- [Task directions]: Rewrite the entries from the line containing "the st. peter's" through the end of the entries, changing "video screen" to "display screen" and keeping everything else the same. Leave the pictures out of your answer.

- [Provided entries]:
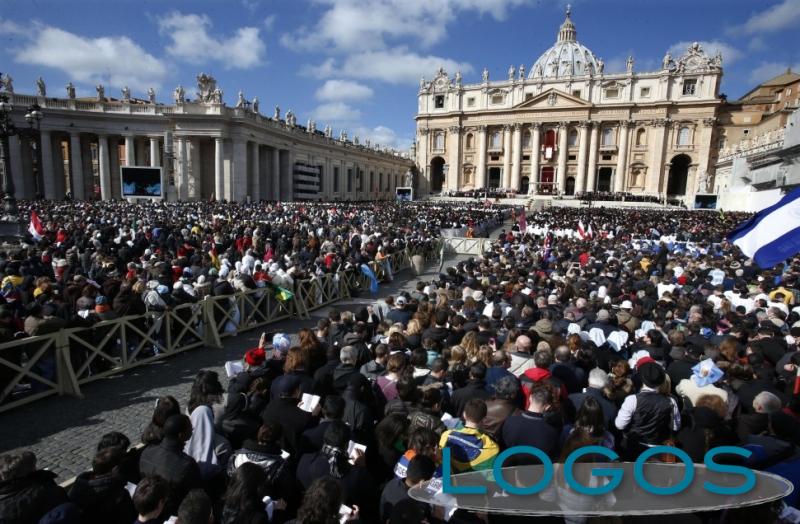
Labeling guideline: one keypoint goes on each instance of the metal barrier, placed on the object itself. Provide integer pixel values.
(60, 363)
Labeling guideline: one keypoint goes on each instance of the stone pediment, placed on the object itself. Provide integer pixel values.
(553, 99)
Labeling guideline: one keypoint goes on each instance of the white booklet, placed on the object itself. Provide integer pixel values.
(309, 402)
(352, 447)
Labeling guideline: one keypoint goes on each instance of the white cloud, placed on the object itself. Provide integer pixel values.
(335, 112)
(111, 60)
(757, 44)
(768, 70)
(192, 42)
(398, 66)
(729, 53)
(780, 16)
(334, 90)
(7, 27)
(353, 25)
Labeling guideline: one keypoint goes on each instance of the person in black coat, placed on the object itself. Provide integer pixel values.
(26, 494)
(101, 493)
(475, 388)
(283, 410)
(332, 461)
(167, 460)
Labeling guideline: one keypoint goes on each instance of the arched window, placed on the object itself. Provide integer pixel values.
(438, 141)
(684, 136)
(572, 138)
(496, 141)
(608, 136)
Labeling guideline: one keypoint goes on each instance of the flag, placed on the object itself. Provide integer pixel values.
(773, 234)
(214, 257)
(281, 293)
(581, 230)
(35, 228)
(373, 286)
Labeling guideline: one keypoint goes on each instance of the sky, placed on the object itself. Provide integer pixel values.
(356, 64)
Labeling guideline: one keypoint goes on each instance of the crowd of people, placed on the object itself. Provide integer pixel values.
(651, 330)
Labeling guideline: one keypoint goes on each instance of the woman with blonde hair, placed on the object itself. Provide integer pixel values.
(470, 345)
(413, 334)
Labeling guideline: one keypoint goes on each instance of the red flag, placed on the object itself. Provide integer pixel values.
(35, 228)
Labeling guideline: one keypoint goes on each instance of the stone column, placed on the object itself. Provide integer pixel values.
(219, 169)
(533, 181)
(255, 172)
(239, 187)
(17, 174)
(561, 174)
(516, 156)
(480, 170)
(76, 161)
(155, 157)
(591, 170)
(506, 182)
(46, 167)
(181, 178)
(130, 151)
(276, 174)
(105, 167)
(622, 159)
(454, 158)
(583, 143)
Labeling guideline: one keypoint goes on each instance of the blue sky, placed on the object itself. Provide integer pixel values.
(356, 64)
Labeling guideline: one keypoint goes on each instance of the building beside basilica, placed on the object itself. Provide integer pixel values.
(208, 150)
(566, 126)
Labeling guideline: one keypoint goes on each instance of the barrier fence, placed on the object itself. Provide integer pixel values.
(60, 363)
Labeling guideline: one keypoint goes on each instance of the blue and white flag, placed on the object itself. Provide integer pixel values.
(366, 270)
(773, 234)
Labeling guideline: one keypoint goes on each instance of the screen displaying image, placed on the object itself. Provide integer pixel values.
(143, 182)
(405, 194)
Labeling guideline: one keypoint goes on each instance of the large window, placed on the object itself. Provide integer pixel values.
(572, 138)
(608, 136)
(684, 136)
(438, 141)
(496, 140)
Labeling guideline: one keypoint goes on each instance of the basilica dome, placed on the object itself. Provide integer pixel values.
(567, 57)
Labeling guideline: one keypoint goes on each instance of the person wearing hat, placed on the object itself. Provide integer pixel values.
(704, 375)
(648, 417)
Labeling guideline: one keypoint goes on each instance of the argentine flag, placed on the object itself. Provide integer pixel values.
(773, 234)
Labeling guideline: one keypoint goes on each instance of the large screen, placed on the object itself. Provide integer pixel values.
(141, 182)
(405, 194)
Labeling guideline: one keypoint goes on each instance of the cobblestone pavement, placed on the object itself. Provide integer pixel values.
(63, 431)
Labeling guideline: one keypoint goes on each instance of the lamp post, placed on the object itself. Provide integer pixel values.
(10, 225)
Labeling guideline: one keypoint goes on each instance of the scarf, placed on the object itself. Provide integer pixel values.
(335, 458)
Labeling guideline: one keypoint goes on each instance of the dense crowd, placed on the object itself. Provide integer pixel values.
(650, 330)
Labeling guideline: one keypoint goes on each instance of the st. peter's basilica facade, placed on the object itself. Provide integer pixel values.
(566, 126)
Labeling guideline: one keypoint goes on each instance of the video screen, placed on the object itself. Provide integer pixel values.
(141, 182)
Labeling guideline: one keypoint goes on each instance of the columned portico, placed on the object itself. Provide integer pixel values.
(536, 128)
(622, 158)
(76, 163)
(105, 167)
(516, 150)
(561, 173)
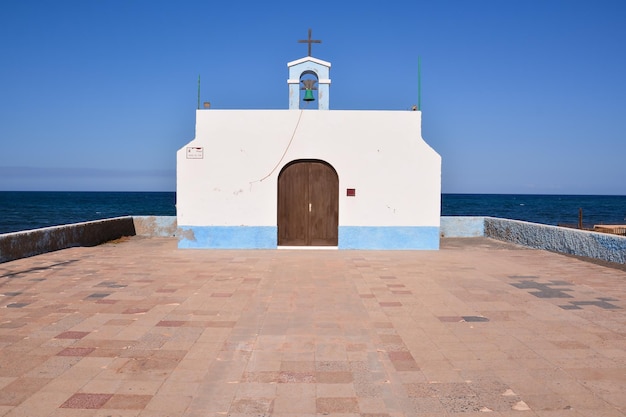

- [The reply]:
Labeling guideline: one keypoint goes on each instance of the st. peter's basilica facade, placed on the object itself. Provide integer pixel values.
(566, 126)
Labeling guideline: one keypoint goes on each instance of the display screen, placed on the object itself. Provide integer pixel values.
(141, 182)
Labeling guideline: one keypoint goes on each instance of the columned portico, placed on the object itself. Provide integer pixel values.
(536, 128)
(622, 158)
(76, 163)
(105, 167)
(516, 150)
(561, 173)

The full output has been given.